TEXTE À LIRE:
<<<<

Heureusement, celle-ci, à titre personnel, n’écope pas significativement des soubresauts de son industrie. Outre son engagement à Quel talent!, elle reprendra, en octobre au Théâtre du Nouveau Monde (TNM), la pièce Je t’écris au milieu d’un bel orage, qu’elle avait jouée pour une première fois avec Steve Gagnon en 2023, et qui partira ensuite en tournée. Elle mitonne aussi d’autres projets au théâtre et au cinéma.
«Mais je ne peux pas en parler parce qu’il est trop tôt. Pour les deux prochaines années, ça augure bien», a souligné l’artiste, qui se dit par ailleurs enchantée du résultat de Quel talent!, où elle a évalué des prestations de toutes sortes (danse, chant, cirque, prouesses animalières, etc) aux côtés de ses collègues Marie-Mai, Rachid Badouri, Serge Denoncourt, et l’animatrice Marie-Josée Gauvin.
«J’ai vraiment beaucoup aimé ça. Il y a des choses qui m’ont surprise, et je m’étonnais parfois d’être autant touchée…»
Anne Dorval affirme avoir été très ouverte devant les numéros qui lui étaient proposés. Elle considère d’ailleurs les tribunes offertes par des concours comme Quel talent!, comme un moyen aussi pertinent qu’un autre de percer dans le milieu artistique. Ou pas!
«C’est un bon moyen pour entrer… ou en sortir!», juge-t-elle.
«Ça va bien vite! Une école de théâtre ou un conservatoire de musique, ce n’est pas dit que tu vas faire ce métier-là en sortant non plus. Et il y a beaucoup de travail. On voit beaucoup de gens qui s’improvisent n’importe quoi en venant dans ce genre de concours-là, mais ils sont vite rejetés. Ceux qui restent sont ceux qui sont rigoureux, qui ont travaillé pendant des années, qui ont réfléchi. Même si ce n’est pas nécessairement notre truc à nous, il faut saluer le travail derrière le talent, s’il y a un minimum de goût.»

>>>>

CONSIGNE:
Répondez aux questions suivantes à partir du texte sur Anne Dorval.
1. Dans quel théâtre la pièce Je t'écris au milieu d'un bel orage sera-t-elle reprise en octobre?
2. Qui est l'animatrice de Quel talent!?
3. D'après Anne Dorval, qui sont les candidats qui restent dans ce genre de concours?

DONNÉES BRUTES:

<<<<

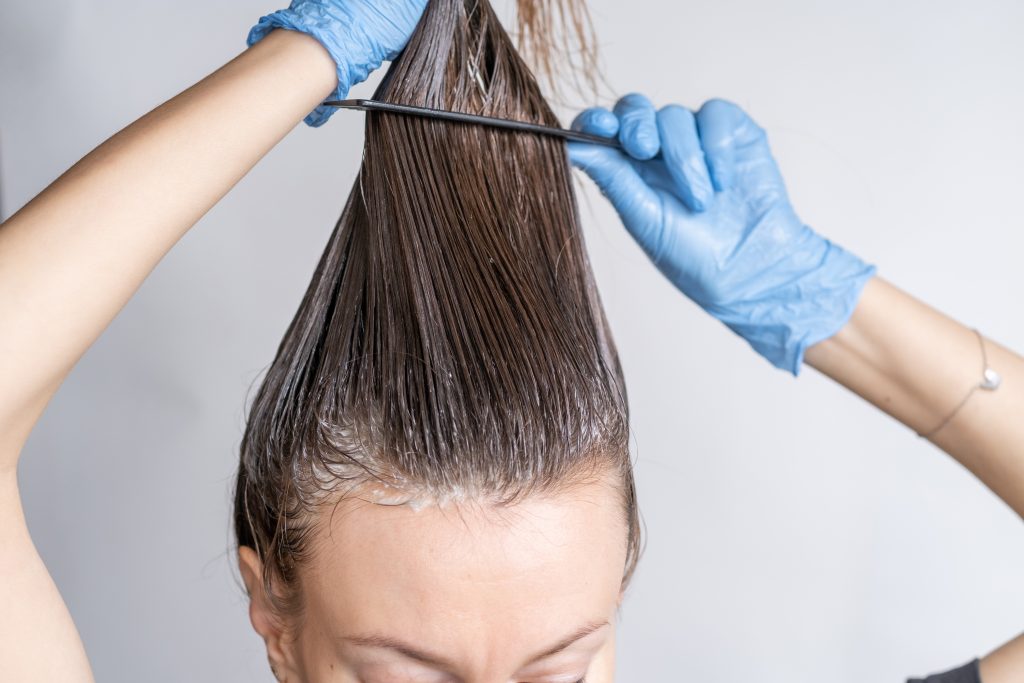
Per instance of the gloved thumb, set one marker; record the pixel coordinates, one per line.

>>>>

RÉPONSE:
1. Au Théâtre du Nouveau Monde (TNM).
2. Marie-Josée Gauvin.
3. Ceux qui sont rigoureux, qui ont travaillé pendant des années et qui ont réfléchi.